Given records ▸
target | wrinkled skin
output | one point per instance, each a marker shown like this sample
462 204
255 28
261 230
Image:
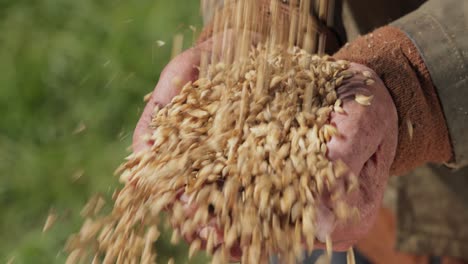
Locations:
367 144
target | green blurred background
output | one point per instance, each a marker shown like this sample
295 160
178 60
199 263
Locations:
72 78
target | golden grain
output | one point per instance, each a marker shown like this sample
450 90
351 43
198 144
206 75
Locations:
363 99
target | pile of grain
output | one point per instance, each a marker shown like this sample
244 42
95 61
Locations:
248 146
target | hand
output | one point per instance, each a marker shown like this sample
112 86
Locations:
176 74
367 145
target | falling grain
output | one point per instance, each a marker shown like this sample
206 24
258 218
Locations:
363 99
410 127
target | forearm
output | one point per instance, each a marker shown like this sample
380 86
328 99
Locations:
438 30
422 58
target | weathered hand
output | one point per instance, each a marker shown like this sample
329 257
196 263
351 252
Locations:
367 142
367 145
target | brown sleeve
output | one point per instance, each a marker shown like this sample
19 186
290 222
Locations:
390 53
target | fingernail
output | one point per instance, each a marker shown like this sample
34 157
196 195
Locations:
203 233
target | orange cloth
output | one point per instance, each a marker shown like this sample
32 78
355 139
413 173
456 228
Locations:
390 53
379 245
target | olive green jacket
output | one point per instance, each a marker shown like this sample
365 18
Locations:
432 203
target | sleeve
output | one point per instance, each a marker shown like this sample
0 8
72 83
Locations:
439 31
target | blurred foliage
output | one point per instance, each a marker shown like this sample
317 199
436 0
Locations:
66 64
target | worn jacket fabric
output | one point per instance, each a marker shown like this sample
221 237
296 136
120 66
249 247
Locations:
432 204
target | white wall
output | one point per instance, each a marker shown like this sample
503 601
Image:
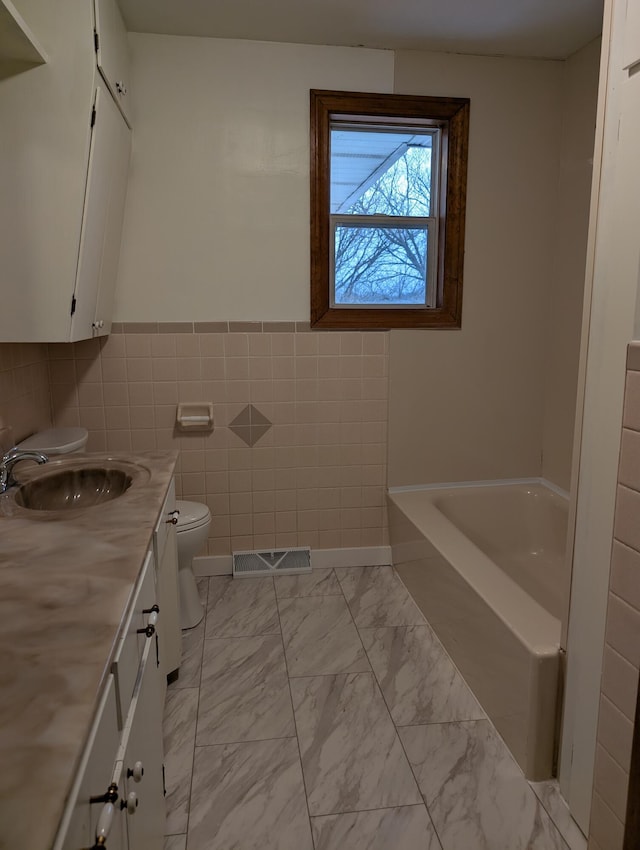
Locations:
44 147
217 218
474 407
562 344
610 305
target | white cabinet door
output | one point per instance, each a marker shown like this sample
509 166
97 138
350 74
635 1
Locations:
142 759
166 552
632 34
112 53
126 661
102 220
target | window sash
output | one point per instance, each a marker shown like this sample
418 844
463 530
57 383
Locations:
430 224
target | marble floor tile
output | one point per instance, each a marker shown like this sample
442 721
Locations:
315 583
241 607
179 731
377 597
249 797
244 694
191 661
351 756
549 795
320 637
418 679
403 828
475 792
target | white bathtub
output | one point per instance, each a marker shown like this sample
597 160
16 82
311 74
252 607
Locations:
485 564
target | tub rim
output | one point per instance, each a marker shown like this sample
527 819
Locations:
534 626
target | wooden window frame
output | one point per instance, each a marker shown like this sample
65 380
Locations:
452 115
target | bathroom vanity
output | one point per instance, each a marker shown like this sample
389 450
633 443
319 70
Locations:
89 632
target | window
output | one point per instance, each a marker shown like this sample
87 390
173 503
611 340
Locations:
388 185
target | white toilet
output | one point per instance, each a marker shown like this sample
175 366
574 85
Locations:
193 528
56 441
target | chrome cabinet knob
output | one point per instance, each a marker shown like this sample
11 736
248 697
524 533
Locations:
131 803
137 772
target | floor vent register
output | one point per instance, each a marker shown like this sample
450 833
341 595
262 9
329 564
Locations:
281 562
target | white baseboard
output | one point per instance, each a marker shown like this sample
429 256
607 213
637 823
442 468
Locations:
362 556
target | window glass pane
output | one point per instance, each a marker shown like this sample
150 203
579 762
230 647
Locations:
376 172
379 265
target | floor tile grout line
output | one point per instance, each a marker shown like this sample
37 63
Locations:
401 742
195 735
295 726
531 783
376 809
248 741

Aim of the task ▸ Every line should be retyped exactly, with the pictures omitted.

Task output ▸
target | wrinkled skin
output | one point per instance, each a marker shown like this sample
462 204
255 28
261 230
Image:
Locations:
367 144
target | green blurred background
output | one point per instance, each a marker shown like this sample
295 160
178 60
199 263
Locations:
72 78
target | golden grain
output | one point per instance, each a marker shown like this sample
450 90
351 43
198 144
206 75
Locations:
363 99
target | pile of grain
output | one point per instance, each a marker shown like this sample
244 42
95 61
Locations:
248 146
target | hand
output | one point per instance, each a marker shown like this sample
112 86
Locations:
176 74
367 145
target | falling grain
output | one point per instance, each a marker shown like this sample
206 24
258 218
Locations:
363 99
410 127
target | forearm
output | one point per instance, each a marker shown like this sample
380 86
328 99
Locations:
438 30
422 58
target | weathered hand
output | one point per instance, each a marker shown like this sample
329 257
196 263
351 252
Locations:
367 142
367 145
target | brown sleeve
output | one point per instance, each a marker shown like this sample
19 186
290 222
Locations:
390 53
target | fingernail
output | one point per instance, each a marker shown like this sample
34 157
196 195
Locations:
203 233
target | orange cloth
output | one point per instance, each a marker shown like this sample
32 78
355 139
413 173
456 228
Locations:
390 53
379 245
target | olive green jacket
output | one point per instance, each a marker shown like this sample
365 18
Locations:
432 203
target | sleeve
output | one point per instance, each a marker shown like this sample
0 8
72 83
Locations:
439 31
target | blurred foliage
output | one point per instance, each a marker shown like this sample
317 199
436 0
Locations:
66 64
target | worn jacket fabric
output | one point per instance, each a marker shown like this sample
221 237
296 136
120 66
249 247
Locations:
432 204
target | white wall
output | one point per instance, each a marker shown like this sample
503 601
Image:
Locations:
44 147
217 218
474 407
562 344
610 305
target | white cabinet door
output | one point per instance, each a marker shown like this sample
509 166
97 138
350 74
635 1
Locations:
142 759
166 552
632 34
112 53
126 661
102 220
target | window sash
output | one point per instance, each a marker shown like this sample
418 844
463 530
57 383
Locations:
430 224
target | marble floor tile
output | one point per instance, each a marker shown like this sample
442 721
Locations:
315 583
241 607
179 731
377 597
249 797
244 694
191 661
351 756
549 795
320 637
418 679
403 828
475 792
target | white bathtub
output | one point per instance, each a marker shown like this sample
597 160
16 82
311 74
252 607
Locations:
485 564
target | tub rim
output | one point per instance, each a marker shown like this sample
527 819
Locations:
534 626
target | wooden window frame
output | one point per instance, each a marker shown like this sample
65 380
Locations:
452 115
target | bathroom vanity
output | one point per instance, each a marker shown like this sample
389 450
633 443
319 70
Locations:
89 632
target | window
output | one point per instance, each a marker shown like this sample
87 390
173 503
611 340
Locations:
388 185
target | white toilet
output | one point per instance, each a marker shown like this sample
175 366
574 85
Locations:
193 528
56 441
target | chrome cabinet knob
output | one point per instance, each a marker shown like this sample
11 736
248 697
524 533
Locations:
131 803
137 772
target | floor vent register
output | one point per instance, each a marker shown like this sample
450 833
341 595
262 9
329 564
Locations:
281 562
target | white baseboard
output | one point per instance, each a marker shown like this sample
429 256
607 213
637 823
442 468
Locations:
362 556
target | window glass pane
output | one point per instance, each a marker shown like this sample
150 203
579 762
230 647
Locations:
376 172
379 265
target | floor tile grout line
output | one point per instance, each a marker shown like this sample
37 63
Locations:
401 742
195 735
295 726
531 783
376 809
248 741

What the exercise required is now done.